● **SHORT TASK**:
Copy out every line below that contains the word "building". Case counts.

● **ENTRIES**:
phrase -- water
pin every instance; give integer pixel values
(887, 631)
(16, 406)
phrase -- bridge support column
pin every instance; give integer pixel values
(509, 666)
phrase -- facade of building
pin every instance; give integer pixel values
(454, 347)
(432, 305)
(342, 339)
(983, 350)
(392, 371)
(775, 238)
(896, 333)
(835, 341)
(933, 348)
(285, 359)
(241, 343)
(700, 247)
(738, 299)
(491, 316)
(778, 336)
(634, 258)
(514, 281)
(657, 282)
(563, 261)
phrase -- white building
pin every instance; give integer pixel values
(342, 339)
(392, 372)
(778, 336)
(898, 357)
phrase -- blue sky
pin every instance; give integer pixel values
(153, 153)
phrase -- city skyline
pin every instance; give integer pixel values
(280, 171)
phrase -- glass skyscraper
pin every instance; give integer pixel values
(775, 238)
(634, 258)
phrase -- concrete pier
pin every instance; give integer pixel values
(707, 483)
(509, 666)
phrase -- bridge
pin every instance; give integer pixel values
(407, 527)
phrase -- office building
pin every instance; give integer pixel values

==

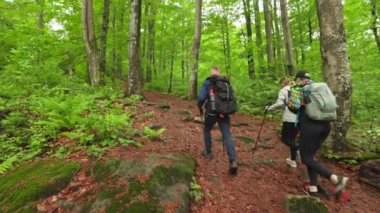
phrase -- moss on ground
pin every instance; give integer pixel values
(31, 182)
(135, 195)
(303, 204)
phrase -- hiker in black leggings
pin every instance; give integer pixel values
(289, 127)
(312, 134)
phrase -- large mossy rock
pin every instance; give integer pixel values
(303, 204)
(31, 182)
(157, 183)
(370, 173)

● **ANSWER FOR THIS EXERCISE**:
phrase -- facade of building
phrase -- white building
phrase -- office building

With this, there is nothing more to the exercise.